◆ WHAT IS NEEDED: The entries below hold a line with "the car headlight" and a line with "Target: knit hat". Return those lines and all that lie between them, exactly and only.

== EXERCISE INPUT

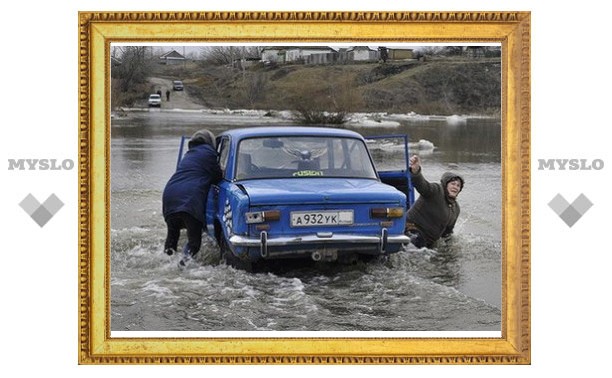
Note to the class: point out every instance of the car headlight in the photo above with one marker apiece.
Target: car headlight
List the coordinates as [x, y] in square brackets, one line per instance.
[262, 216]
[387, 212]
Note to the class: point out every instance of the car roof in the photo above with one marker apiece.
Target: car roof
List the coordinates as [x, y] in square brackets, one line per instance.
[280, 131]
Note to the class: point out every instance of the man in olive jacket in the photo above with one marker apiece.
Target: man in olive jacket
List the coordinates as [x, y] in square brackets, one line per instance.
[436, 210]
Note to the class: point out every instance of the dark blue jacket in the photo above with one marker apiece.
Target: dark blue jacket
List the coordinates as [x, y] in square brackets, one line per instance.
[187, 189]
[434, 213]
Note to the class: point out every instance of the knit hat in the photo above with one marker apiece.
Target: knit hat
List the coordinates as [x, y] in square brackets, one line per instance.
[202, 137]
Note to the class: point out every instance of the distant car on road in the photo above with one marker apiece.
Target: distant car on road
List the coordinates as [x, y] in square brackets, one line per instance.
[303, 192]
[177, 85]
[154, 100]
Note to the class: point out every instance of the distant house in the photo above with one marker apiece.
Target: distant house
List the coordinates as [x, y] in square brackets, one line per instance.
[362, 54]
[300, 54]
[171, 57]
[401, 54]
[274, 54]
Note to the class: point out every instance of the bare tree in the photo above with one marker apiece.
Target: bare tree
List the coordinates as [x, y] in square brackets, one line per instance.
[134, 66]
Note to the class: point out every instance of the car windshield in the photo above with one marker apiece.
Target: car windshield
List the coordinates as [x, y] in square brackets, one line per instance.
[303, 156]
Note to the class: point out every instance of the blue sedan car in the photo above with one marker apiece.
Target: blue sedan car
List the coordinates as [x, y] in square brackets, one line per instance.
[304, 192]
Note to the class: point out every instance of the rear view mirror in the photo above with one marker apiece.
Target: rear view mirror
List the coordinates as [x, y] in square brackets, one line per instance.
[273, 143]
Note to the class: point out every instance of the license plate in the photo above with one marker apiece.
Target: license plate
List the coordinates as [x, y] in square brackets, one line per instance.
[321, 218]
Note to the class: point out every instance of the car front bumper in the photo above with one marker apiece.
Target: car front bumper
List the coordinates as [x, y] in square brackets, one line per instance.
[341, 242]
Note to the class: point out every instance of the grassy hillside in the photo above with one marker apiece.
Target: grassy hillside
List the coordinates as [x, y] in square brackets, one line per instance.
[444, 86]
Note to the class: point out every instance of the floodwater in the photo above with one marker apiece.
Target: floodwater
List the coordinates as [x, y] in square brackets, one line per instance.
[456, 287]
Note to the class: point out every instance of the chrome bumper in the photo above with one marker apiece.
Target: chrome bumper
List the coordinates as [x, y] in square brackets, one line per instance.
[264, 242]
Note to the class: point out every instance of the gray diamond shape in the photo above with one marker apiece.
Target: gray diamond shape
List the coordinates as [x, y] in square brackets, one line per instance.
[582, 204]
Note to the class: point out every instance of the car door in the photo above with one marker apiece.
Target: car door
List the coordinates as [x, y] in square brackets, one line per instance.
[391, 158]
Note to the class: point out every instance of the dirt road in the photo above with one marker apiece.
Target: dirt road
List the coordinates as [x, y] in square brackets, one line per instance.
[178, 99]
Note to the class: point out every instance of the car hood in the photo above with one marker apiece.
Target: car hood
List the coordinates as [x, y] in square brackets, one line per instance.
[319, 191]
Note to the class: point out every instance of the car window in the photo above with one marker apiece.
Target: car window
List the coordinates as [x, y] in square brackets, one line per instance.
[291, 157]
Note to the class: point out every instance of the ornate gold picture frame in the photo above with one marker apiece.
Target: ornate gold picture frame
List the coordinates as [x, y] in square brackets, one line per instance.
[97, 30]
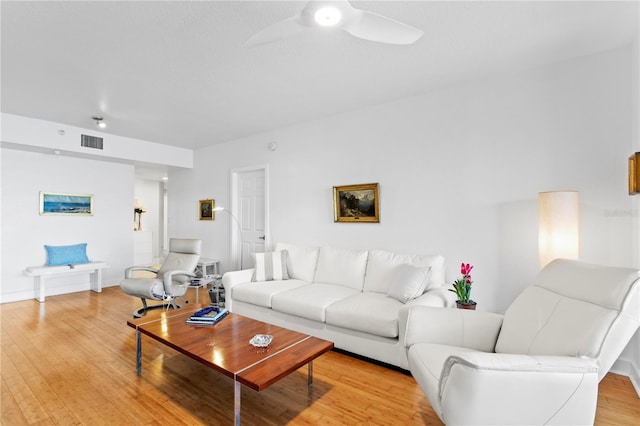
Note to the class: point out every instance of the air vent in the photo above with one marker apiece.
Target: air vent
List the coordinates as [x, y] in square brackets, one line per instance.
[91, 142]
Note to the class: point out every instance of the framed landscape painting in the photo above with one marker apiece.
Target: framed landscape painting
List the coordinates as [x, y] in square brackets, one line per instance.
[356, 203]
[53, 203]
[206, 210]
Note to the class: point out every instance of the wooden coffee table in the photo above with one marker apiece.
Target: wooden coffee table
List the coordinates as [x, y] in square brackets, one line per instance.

====
== EXERCISE INPUT

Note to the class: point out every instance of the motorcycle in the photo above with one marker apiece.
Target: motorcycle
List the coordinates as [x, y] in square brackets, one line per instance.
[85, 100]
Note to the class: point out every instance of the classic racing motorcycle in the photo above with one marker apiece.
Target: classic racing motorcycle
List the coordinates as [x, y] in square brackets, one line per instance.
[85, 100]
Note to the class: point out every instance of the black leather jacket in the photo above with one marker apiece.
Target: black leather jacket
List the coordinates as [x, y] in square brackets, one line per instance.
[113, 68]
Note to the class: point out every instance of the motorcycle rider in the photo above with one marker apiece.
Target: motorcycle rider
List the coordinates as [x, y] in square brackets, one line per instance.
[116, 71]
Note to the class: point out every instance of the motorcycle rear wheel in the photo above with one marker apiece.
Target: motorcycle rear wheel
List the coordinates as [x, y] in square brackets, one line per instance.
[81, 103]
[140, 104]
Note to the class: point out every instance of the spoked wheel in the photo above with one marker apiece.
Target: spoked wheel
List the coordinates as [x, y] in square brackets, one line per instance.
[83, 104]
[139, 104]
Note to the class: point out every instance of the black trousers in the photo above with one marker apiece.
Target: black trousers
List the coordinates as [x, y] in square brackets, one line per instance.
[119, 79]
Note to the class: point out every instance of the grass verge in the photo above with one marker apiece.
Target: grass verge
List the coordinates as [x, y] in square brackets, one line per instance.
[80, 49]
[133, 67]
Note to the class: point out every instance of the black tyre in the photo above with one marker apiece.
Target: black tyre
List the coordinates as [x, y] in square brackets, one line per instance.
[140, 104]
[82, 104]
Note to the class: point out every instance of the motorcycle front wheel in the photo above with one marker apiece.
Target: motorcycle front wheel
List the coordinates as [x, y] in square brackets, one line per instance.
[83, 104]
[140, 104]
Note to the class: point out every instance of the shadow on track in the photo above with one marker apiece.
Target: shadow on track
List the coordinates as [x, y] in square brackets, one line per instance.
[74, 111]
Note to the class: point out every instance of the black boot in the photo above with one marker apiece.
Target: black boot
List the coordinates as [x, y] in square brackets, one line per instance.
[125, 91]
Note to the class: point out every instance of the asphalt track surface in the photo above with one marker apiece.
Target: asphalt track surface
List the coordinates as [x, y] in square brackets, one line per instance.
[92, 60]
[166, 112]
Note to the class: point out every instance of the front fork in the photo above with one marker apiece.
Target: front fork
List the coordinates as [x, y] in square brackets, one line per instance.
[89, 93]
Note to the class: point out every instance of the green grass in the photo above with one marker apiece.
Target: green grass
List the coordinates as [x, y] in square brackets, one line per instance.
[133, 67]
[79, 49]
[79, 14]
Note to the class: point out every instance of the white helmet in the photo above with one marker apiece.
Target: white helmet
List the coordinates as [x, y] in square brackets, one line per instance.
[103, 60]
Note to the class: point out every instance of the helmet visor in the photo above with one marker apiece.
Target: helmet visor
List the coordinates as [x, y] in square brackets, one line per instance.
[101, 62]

====

◆ PROBLEM SOLUTION:
Note to the class: point out every instance of the car headlight in the photo above with one marker apiece.
Target: car headlight
List the coordinates as [x, y] in square brackets, one line per instance.
[262, 216]
[387, 212]
Note to the class: point out every instance of the car roof in the photo above with one marker apiece.
Target: car roof
List the coordinates as [x, y] in square brackets, one line per instance.
[280, 131]
Note to the class: point out every instance of the man in olive jacket in the photo above with one marker apiece.
Target: man in olive jacket
List the coordinates as [x, y] in square brackets, one line per instance.
[436, 210]
Note to the class: point out every instance of the dark blue jacket in the photo above with one marker apiece.
Target: dark blue jacket
List the coordinates as [x, y] in square brackets, one line per instance.
[187, 189]
[434, 213]
Note to the class: point out every instance of the knit hat in the photo above with one marker apiece.
Target: knit hat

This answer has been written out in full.